**Instrucciones:**
A. Repite sin cambios el fragmento del texto dado que empieza en las palabras "Debido a las" y termina después de "agencia de publicidad.".
B. Indica si cada afirmación coincide con el texto dado. Responde sí o no y cita las palabras exactas del texto que lo deciden.
(i) El impuesto para salir del Perú era de 100 dólares.
(ii) Los cuentos encontrados se escribieron a los dieciocho años.
(iii) Manuel Scorza murió en un accidente de tránsito.
C. Responde con datos del texto dado:
(i) ¿Qué frase proclamaban, hace tres semanas, muchos perfiles de Facebook?
(ii) ¿En qué consistía la gran premiación de cada día en la agencia?
(iii) ¿Quiénes van a recordar a quien escribe?

**Texto dado:**
————

Así que quieres trascender
- 06/02/2015
Ayer me topé con unos cuentos que escribí a los dieciséis.
Debido a las “e” rellenas de tinta, las hojas mecanografiadas parecen estar repletas de espinillas, tal como debo haberlo estado yo. Parece la metáfora adecuada, un adolescente típico representado por unas historias del montón.
Y sin embargo, esas páginas tal vez sean las más puras y felices que he plasmado.
Cuando las escribí sabía que su destino sería un cajón. En mi mente no aparecían, ni de lejos, las imágenes de algún lector posible, de un editor que seducir, de ese académico que no hay que defraudar, toda la fauna esperable de aquello que acertadamente se llama “circuito”, porque todo circuito se muerde la cola.
Algo similar me ocurrió cuando empecé a escribir anuncios en una agencia de publicidad.
El Perú era un territorio enclaustrado. El impuesto para salir del país era de 100 dólares y un chico como yo ganaba 20. No había artículos importados que comprar y hasta la publicidad que se emitía tenía que haber sido grabada aquí. Los concursos de reconocimiento eran un territorio mítico que le abría sus puertas a otros y, sin embargo, recuerdo que mis compañeros y yo trabajábamos contentos: la gran premiación de cada día consistía en haber logrado una buena idea. Todo eso empezó a cambiar cuando asomaron los festivales publicitarios: la generación de redactores y directores de arte de aquellos años se hizo adicta al podio y, lamentablemente, eso ha continuado hasta hoy. La realización personal ya no descansaba en lo que uno podía lograr, sino en lo que los demás pensaban que uno había logrado.
Obviamente, hay que ser un idiota en un gremio autorreferencial para buscar trascender a través de la publicidad y yo, en una época, llegué a ser ese idiota.
Sin embargo, con el tiempo, me di cuenta de que pretender hacerlo a partir de la literatura o de cualquier otra disciplina es también ingenuo.
Hace tres o cuatro décadas Luis Felipe Angell era uno de los peruanos más leídos y celebrados por sus compatriotas, pero hoy sería más fácil encontrar un chino pecoso que a un veinteañero que sepa de él. Cuando Manuel Scorza falleció en un accidente aéreo, su nombre pareció remontarse a la altura de las leyendas. Pero, ¿se le recuerda acaso en las escuelas? Nos ha tocado una sociedad que produce tanto contenido todos los días, que es inevitable que la nueva marea desplace a la anterior. Hace tres semanas es probable que el perfil de Facebook de muchos lectores de este espacio proclamara “Je suis Charlie”. Yo les preguntaría: ¿han hablado de esa matanza hoy con sus amigos? Lo mismo se aplica a Urresti, a Nadine Heredia, a todos aquellos que hoy pueblan las portadas y que en secreto piden no ser desterrados de ellas. No hay mejor manera de sorber el tuétano de cada día que recordando que en cualquier momento podemos morir. No hay mejor manera de quitarse la angustia de ser reconocido que dar por hecho que serás olvidado.
A mí solo me van a recordar mis hijas y, quién sabe, tal vez sus hijos.
Esta es una de las certezas más liberadoras que he tenido en mi vida.

————

**Datos proporcionados:**

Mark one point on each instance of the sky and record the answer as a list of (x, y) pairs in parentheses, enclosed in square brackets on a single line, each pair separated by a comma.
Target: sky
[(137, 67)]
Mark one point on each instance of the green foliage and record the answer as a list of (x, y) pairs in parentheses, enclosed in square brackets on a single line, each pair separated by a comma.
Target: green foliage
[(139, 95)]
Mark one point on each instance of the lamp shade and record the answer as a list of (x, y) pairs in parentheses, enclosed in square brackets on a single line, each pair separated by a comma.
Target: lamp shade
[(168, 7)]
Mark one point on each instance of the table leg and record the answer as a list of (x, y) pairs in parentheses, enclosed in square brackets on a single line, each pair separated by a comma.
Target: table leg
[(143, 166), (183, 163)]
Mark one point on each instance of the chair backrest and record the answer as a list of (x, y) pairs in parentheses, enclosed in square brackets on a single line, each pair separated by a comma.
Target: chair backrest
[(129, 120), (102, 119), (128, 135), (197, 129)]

————

**Respuestas:**
A.
Debido a las “e” rellenas de tinta, las hojas mecanografiadas parecen estar repletas de espinillas, tal como debo haberlo estado yo. Parece la metáfora adecuada, un adolescente típico representado por unas historias del montón.
Y sin embargo, esas páginas tal vez sean las más puras y felices que he plasmado.
Cuando las escribí sabía que su destino sería un cajón. En mi mente no aparecían, ni de lejos, las imágenes de algún lector posible, de un editor que seducir, de ese académico que no hay que defraudar, toda la fauna esperable de aquello que acertadamente se llama “circuito”, porque todo circuito se muerde la cola.
Algo similar me ocurrió cuando empecé a escribir anuncios en una agencia de publicidad.

B.
(i) Sí: "El impuesto para salir del país era de 100 dólares".
(ii) No: "unos cuentos que escribí a los dieciséis".
(iii) No: "Manuel Scorza falleció en un accidente aéreo".

C.
(i) "Je suis Charlie".
(ii) En haber logrado una buena idea.
(iii) Sus hijas y, quién sabe, tal vez los hijos de ellas.